> Task material:
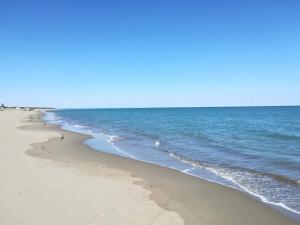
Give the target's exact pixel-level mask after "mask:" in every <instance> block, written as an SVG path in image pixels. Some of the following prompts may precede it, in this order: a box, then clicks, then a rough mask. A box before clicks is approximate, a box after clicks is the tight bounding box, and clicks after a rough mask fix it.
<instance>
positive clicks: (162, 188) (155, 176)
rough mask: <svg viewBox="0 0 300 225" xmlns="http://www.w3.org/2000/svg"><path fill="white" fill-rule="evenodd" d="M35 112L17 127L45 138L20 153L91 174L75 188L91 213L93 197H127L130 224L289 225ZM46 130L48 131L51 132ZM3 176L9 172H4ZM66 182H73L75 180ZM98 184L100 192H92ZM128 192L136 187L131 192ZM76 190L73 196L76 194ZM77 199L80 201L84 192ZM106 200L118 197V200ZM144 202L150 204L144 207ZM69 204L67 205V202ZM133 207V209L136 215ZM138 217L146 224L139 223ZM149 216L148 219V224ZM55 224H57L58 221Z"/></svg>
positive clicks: (69, 172)
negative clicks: (31, 132) (105, 184)
mask: <svg viewBox="0 0 300 225" xmlns="http://www.w3.org/2000/svg"><path fill="white" fill-rule="evenodd" d="M0 115H1V114H0ZM39 116H40V114H39V113H36V114H34V115H30V117H28V116H27V118H29V121H28V122H27V123H29V124H28V125H26V124H23V126H22V127H21V128H20V129H19V130H20V131H23V132H30V133H31V132H34V133H35V134H42V133H46V134H48V135H46V137H47V138H48V139H47V140H40V141H32V142H31V143H36V144H33V145H32V147H31V148H27V150H26V151H24V152H26V154H24V156H27V157H30V158H32V159H35V160H38V162H39V163H42V165H43V164H44V163H46V165H47V166H48V167H49V168H48V170H51V169H53V170H54V169H55V170H57V171H58V172H59V171H60V170H62V171H67V172H69V173H71V174H72V175H74V176H75V175H76V176H78V177H81V178H82V179H83V178H84V177H86V176H88V177H92V178H91V179H98V181H99V183H97V182H92V183H91V184H89V189H86V190H85V188H86V187H82V188H81V189H80V190H78V191H81V192H84V193H86V192H88V193H89V194H90V195H91V196H94V197H95V200H94V204H95V209H94V210H95V211H97V207H96V206H97V201H98V204H99V205H103V204H104V205H108V206H109V205H110V206H111V207H112V206H114V204H122V203H123V199H124V202H126V201H127V202H126V204H127V205H128V206H130V205H132V204H133V205H134V206H135V207H133V208H134V209H135V210H132V211H130V210H128V211H126V213H125V214H126V216H127V217H130V218H131V217H132V218H135V219H136V220H134V221H137V223H136V224H172V225H173V224H182V223H183V221H182V219H183V220H184V224H187V225H202V224H203V225H204V224H205V225H220V224H222V225H248V224H249V225H253V224H257V225H291V224H295V223H294V222H293V221H291V220H289V219H288V218H287V217H285V216H283V215H281V214H279V213H278V212H277V211H275V210H274V209H272V208H270V207H268V206H267V205H265V204H263V203H261V202H260V201H258V200H256V199H254V198H252V197H249V196H248V195H245V194H244V193H241V192H239V191H236V190H234V189H231V188H227V187H224V186H221V185H218V184H214V183H211V182H208V181H205V180H202V179H199V178H195V177H193V176H190V175H187V174H183V173H181V172H178V171H176V170H173V169H168V168H164V167H161V166H158V165H154V164H149V163H145V162H141V161H136V160H132V159H127V158H123V157H119V156H115V155H111V154H108V153H103V152H99V151H96V150H93V149H91V148H89V147H88V146H86V145H84V144H83V142H84V141H85V140H87V139H89V138H90V137H89V136H87V135H82V134H78V133H73V132H68V131H64V130H61V129H59V127H57V126H54V125H49V124H47V125H45V126H44V125H43V124H42V123H41V121H40V120H39ZM49 134H52V136H51V135H49ZM61 135H63V137H64V138H63V139H61ZM46 137H45V138H46ZM45 138H44V139H45ZM1 142H2V140H1ZM35 160H34V161H35ZM50 167H51V168H50ZM2 176H3V174H2V173H1V177H2ZM6 176H9V172H7V174H6ZM65 176H66V175H65ZM104 177H105V179H104ZM103 179H104V180H105V181H106V183H108V184H110V183H113V184H115V185H116V186H117V187H118V188H117V190H115V192H113V193H111V190H107V188H110V186H109V185H108V184H107V187H103V182H102V181H101V180H103ZM123 180H126V182H127V183H126V184H124V181H123ZM72 185H77V183H73V184H72ZM97 185H99V186H100V187H101V188H100V187H98V186H97ZM126 185H127V186H126ZM131 185H132V186H131ZM91 186H92V190H91ZM98 188H100V189H101V190H98ZM128 189H129V190H130V191H128ZM135 189H136V190H135ZM0 190H1V188H0ZM63 190H64V186H62V187H61V191H63ZM95 190H97V191H95ZM134 191H137V193H135V192H134ZM143 191H144V192H145V193H143ZM1 192H2V191H1ZM81 192H80V193H79V194H82V193H81ZM106 192H108V193H110V196H111V198H107V199H106V201H104V202H103V199H98V198H99V195H100V196H103V195H105V193H106ZM141 193H142V194H141ZM136 195H143V198H141V199H139V198H136ZM0 197H1V196H0ZM50 197H51V196H50ZM82 198H83V199H84V196H82ZM89 199H90V198H89ZM112 199H121V203H120V202H117V201H113V200H112ZM63 201H65V199H64V198H63V197H61V199H59V202H62V203H64V202H63ZM137 201H138V202H137ZM148 201H149V202H148ZM150 203H151V204H153V205H151V207H149V208H145V209H144V207H146V206H147V204H150ZM0 204H1V205H0V209H1V208H2V207H3V206H5V205H4V204H3V203H0ZM85 204H87V201H83V202H82V205H83V206H82V207H83V208H82V210H83V212H84V210H87V209H85ZM35 207H37V206H35ZM69 207H71V208H72V205H70V206H69ZM73 207H74V206H73ZM104 208H105V207H104ZM125 208H126V207H125ZM129 208H130V207H129ZM98 209H99V208H98ZM141 209H143V210H142V211H143V212H144V211H146V212H149V215H147V213H145V214H141V213H140V212H139V211H140V210H141ZM155 210H158V211H159V210H161V213H162V214H163V215H164V216H163V218H164V220H163V222H161V223H160V222H159V221H155V219H153V217H151V216H150V215H153V213H152V211H155ZM135 211H138V213H137V212H135ZM107 212H110V211H107ZM111 213H112V214H111V215H108V214H105V215H103V217H102V219H103V218H105V217H107V218H111V217H114V216H118V214H117V213H113V211H112V212H111ZM136 214H138V215H136ZM98 215H99V212H98ZM122 215H123V214H122ZM143 218H145V221H146V220H147V222H144V221H143ZM150 220H151V221H152V222H151V223H150V222H149V223H148V221H150ZM103 221H104V220H99V221H98V224H135V223H126V222H128V221H125V219H124V222H123V221H122V222H121V218H120V220H118V221H117V222H115V223H109V222H108V223H107V222H106V223H105V222H103ZM108 221H109V220H108ZM0 222H1V217H0ZM6 224H9V223H6ZM10 224H12V223H10ZM46 224H51V223H46ZM52 224H54V223H52ZM56 224H61V222H58V223H56ZM64 224H66V223H64ZM75 224H76V223H75ZM81 224H82V223H81Z"/></svg>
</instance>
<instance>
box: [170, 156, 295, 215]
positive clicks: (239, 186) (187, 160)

> Work order:
Recast the rows from their start through the line containing "positive clicks: (69, 172)" as a Markdown table with the columns No. and Line, one table row per line and blank lines omitted. Leave the pictures out of the table.

> Task answer:
| No. | Line |
|---|---|
| 1 | Give the target's exact pixel-level mask after "mask:" in every <instance> block, written as an SVG path in image pixels. Some of the following prompts may precede it, in this order: a box, then clicks, then a rough mask. A box before clicks is approximate, a box after clicks is the tight bounding box, and clicks after a rough mask fix it. |
| 2 | <instance> |
| 3 | positive clicks: (162, 188) (155, 176) |
| 4 | rough mask: <svg viewBox="0 0 300 225" xmlns="http://www.w3.org/2000/svg"><path fill="white" fill-rule="evenodd" d="M35 112L17 127L45 138L20 153L91 174L75 188L91 213L93 197H127L130 224L289 225ZM46 130L48 131L51 132ZM3 176L9 172H4ZM66 182H73L75 180ZM98 184L100 192H92ZM128 192L136 187L131 192ZM76 190L73 196L76 194ZM77 199L80 201L84 192ZM106 200L118 197V200ZM144 202L150 204L144 207ZM69 204L67 205V202ZM133 207V209L136 215ZM138 217L146 224L139 223ZM149 216L148 219V224ZM55 224H57L58 221Z"/></svg> |
| 5 | positive clicks: (69, 172) |